─── DATA FOR PROCESSING ───

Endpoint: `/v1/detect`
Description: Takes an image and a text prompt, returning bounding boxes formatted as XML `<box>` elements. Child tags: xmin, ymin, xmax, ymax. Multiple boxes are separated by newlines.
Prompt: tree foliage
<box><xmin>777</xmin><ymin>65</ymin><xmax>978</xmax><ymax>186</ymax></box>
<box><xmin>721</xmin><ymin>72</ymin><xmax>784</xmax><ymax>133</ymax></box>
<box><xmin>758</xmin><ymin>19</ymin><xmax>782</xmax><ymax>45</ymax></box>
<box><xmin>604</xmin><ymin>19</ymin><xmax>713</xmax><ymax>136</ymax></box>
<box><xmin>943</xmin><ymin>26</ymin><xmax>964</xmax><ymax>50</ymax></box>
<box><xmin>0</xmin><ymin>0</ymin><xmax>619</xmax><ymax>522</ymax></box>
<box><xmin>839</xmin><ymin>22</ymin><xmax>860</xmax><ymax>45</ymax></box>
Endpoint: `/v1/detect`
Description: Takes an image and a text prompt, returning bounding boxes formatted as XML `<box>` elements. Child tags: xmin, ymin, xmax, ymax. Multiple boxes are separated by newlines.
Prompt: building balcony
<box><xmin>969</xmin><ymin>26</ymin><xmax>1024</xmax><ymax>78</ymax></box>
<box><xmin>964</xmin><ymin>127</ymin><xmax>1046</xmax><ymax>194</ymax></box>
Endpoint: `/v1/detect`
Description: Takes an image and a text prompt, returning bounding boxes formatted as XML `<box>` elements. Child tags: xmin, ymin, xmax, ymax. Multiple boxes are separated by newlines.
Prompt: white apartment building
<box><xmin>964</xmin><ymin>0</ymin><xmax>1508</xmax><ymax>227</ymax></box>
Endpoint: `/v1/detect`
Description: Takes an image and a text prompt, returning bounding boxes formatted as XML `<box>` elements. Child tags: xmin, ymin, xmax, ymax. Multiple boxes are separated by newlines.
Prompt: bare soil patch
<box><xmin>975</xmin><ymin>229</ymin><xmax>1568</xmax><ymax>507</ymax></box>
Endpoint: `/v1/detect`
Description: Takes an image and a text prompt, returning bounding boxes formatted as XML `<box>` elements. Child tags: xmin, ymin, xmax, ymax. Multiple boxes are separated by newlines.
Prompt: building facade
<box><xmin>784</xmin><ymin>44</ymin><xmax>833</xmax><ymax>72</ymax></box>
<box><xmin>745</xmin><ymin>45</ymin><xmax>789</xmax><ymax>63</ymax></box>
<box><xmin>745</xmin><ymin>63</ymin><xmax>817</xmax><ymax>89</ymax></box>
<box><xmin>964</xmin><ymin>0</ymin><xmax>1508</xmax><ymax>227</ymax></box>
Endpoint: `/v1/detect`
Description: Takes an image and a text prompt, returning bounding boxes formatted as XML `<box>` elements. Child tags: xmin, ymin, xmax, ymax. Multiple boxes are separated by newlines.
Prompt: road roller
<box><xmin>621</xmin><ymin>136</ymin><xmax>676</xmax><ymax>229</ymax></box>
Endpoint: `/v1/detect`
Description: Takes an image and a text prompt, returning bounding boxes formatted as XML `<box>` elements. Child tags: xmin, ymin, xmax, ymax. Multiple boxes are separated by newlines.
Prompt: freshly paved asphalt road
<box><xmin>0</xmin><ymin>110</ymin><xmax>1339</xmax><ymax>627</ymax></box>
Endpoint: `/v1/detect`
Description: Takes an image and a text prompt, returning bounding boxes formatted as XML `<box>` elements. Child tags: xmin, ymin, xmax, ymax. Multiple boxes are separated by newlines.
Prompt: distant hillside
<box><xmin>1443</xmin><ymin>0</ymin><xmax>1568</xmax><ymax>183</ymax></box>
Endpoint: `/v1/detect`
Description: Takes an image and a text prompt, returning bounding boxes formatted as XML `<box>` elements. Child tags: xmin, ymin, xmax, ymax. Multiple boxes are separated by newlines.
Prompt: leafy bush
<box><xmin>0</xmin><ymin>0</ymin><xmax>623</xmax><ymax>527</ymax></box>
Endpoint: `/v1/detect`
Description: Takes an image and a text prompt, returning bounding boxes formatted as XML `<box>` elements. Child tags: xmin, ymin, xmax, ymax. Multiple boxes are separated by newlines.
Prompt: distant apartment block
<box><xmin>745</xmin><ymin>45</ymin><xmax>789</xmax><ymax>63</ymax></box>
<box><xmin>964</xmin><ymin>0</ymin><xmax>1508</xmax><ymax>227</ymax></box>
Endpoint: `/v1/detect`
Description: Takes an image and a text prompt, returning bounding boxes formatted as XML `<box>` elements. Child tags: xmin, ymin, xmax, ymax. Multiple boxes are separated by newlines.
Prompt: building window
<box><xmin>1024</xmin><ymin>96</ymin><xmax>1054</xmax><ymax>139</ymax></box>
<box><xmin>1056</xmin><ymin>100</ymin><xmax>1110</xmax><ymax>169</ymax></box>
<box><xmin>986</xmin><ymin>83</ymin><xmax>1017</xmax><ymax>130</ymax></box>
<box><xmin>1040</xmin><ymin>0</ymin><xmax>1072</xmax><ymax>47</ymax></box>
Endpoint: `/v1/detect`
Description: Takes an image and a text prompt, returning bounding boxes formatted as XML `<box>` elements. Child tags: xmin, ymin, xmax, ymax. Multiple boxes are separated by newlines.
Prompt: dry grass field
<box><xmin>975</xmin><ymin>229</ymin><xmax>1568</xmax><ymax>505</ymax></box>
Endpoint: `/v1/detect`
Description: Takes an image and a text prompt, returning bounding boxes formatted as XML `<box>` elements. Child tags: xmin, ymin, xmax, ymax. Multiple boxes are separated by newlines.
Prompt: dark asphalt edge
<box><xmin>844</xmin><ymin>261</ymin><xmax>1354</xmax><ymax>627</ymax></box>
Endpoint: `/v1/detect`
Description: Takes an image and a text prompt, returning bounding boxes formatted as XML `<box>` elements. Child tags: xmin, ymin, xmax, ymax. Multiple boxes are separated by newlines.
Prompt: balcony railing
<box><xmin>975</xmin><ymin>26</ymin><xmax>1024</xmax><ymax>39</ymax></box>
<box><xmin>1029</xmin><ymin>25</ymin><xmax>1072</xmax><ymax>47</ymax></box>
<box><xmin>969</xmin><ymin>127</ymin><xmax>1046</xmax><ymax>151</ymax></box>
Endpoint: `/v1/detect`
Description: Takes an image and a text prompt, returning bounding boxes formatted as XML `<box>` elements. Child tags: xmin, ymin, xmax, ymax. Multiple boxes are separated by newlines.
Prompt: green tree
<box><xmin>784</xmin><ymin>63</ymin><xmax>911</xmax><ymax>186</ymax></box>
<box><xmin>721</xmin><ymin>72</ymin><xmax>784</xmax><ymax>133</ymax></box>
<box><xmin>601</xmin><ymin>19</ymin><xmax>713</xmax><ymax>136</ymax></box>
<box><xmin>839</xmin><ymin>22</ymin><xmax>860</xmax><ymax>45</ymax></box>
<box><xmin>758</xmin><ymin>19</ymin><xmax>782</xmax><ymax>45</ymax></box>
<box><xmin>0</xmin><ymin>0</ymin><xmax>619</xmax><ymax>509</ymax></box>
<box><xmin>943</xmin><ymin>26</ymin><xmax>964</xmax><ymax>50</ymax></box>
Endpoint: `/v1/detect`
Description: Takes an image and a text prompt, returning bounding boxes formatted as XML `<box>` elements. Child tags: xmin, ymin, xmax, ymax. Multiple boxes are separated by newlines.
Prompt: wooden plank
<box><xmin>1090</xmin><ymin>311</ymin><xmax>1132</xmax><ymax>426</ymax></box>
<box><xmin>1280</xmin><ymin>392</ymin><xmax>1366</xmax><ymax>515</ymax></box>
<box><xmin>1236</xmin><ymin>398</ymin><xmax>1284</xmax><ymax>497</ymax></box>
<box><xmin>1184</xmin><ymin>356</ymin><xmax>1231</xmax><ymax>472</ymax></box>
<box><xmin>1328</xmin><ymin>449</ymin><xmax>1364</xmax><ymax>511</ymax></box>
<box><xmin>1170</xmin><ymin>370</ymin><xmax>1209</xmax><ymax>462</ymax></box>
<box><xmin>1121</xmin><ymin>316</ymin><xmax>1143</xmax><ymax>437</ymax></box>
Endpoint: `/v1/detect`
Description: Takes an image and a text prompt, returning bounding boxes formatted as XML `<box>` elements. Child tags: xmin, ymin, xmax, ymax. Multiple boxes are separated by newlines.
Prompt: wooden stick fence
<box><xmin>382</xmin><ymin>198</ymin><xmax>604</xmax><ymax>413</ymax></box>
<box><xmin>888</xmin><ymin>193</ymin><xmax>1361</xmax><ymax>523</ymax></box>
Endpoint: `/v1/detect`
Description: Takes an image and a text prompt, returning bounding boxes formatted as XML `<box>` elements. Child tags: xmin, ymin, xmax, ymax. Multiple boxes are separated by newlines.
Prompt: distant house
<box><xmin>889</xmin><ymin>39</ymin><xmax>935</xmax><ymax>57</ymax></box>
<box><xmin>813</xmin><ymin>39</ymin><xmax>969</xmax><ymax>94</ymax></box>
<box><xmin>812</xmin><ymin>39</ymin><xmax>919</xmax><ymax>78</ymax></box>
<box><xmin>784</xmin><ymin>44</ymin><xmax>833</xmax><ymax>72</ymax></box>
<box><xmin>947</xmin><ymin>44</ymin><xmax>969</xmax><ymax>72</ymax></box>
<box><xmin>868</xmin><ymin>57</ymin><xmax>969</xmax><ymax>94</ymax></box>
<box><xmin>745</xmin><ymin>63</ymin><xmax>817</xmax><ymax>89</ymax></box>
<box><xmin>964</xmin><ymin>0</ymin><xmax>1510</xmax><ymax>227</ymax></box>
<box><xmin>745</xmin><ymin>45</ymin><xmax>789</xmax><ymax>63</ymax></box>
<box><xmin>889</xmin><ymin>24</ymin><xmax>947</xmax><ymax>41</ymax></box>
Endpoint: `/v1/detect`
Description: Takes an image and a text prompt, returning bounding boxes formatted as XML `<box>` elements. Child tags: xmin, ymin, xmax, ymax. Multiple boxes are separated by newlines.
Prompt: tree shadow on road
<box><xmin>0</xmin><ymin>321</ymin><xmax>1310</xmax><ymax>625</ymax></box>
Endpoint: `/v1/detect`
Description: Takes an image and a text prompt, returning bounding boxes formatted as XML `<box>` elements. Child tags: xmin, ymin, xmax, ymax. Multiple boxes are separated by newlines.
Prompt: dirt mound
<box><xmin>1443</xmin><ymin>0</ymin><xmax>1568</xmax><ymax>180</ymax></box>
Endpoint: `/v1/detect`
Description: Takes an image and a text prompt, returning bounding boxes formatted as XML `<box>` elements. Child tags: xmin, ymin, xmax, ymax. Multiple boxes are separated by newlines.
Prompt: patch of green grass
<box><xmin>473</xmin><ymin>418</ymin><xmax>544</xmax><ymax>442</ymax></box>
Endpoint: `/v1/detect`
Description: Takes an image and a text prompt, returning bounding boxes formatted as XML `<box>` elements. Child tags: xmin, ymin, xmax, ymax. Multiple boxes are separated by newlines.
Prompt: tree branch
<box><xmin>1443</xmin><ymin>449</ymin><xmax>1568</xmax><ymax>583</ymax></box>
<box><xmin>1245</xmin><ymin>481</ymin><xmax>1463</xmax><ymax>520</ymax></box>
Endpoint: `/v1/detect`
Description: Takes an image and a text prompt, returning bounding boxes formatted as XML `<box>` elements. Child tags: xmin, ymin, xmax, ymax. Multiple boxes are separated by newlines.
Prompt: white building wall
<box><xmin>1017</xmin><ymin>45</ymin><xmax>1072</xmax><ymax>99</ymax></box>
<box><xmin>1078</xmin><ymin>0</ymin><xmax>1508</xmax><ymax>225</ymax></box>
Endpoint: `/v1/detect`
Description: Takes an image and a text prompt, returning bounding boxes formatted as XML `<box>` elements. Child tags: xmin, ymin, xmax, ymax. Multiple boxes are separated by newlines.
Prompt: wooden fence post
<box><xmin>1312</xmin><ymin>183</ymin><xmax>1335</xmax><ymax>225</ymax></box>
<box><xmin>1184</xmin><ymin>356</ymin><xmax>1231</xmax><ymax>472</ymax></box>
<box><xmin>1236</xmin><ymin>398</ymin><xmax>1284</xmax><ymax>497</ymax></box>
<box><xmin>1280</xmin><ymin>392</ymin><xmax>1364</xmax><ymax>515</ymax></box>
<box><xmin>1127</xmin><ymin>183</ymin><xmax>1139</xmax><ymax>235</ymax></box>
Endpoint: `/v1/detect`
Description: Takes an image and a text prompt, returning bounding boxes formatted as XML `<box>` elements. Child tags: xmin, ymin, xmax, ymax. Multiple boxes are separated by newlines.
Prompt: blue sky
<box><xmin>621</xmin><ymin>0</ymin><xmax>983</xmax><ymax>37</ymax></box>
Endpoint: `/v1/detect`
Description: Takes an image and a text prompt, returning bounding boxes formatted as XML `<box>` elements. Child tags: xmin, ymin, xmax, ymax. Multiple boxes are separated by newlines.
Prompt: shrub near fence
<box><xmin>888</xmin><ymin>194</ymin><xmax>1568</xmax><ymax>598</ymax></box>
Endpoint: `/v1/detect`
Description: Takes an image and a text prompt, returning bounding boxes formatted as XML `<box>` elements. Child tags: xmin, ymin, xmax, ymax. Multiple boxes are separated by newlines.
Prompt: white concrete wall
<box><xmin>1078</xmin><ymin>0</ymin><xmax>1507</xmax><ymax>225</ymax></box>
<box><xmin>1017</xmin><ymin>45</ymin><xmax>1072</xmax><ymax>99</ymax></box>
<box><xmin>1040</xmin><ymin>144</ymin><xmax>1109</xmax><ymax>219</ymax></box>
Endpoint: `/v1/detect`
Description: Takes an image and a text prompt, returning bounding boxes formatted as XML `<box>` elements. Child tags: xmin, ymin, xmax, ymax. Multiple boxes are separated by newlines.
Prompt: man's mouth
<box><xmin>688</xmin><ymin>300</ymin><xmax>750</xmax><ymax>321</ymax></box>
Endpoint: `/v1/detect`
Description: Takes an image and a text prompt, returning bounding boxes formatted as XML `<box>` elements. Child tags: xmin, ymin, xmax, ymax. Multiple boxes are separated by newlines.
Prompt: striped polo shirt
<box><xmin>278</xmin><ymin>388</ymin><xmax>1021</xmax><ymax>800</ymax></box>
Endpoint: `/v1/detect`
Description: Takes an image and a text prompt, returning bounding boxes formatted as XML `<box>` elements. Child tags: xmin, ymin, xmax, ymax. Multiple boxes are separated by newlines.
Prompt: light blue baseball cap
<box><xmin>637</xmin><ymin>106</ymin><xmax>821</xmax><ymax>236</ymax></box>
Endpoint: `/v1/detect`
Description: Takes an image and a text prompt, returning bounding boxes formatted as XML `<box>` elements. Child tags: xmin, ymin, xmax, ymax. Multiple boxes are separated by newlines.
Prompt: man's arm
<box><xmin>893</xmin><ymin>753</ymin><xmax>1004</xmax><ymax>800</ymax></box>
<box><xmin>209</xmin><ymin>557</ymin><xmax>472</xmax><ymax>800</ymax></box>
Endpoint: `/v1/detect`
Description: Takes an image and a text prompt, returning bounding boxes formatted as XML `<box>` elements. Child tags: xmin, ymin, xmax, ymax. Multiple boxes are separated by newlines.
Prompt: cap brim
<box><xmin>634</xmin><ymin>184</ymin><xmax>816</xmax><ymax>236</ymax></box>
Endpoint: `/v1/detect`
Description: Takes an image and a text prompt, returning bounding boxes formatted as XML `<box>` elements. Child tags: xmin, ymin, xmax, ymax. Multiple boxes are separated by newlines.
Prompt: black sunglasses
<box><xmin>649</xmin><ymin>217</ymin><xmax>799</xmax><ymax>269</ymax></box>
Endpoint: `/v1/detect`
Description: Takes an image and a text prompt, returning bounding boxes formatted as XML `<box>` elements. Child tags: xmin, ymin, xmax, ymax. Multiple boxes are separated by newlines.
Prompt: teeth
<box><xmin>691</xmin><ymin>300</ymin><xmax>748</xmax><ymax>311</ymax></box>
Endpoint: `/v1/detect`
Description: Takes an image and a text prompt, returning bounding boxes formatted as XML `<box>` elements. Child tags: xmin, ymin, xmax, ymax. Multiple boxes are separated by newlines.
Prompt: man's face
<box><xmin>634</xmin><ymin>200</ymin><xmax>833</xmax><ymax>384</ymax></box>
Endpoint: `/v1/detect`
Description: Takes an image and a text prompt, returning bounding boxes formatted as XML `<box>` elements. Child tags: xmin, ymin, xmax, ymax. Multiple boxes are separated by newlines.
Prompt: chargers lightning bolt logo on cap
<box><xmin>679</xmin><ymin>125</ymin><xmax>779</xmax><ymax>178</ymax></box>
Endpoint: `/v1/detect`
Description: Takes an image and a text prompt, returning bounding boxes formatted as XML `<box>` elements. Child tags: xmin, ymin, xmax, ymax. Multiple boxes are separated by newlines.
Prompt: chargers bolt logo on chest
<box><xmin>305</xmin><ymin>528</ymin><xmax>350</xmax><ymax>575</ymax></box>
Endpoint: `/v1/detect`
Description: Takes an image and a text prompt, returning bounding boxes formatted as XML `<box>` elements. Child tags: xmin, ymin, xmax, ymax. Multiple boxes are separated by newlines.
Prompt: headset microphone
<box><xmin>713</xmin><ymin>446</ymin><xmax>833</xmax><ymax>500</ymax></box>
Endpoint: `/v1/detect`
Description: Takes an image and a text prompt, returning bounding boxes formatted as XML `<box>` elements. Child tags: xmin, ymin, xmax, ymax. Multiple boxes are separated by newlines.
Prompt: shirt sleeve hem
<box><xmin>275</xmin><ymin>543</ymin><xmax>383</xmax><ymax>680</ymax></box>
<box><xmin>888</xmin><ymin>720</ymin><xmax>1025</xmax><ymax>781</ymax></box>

───

**TO BE DONE**
Gather every line of the listing above that contains the string "shirt", and copy each one unchanged.

**FULL OUTPUT**
Prompt: striped polo shirt
Prompt: shirt sleeve hem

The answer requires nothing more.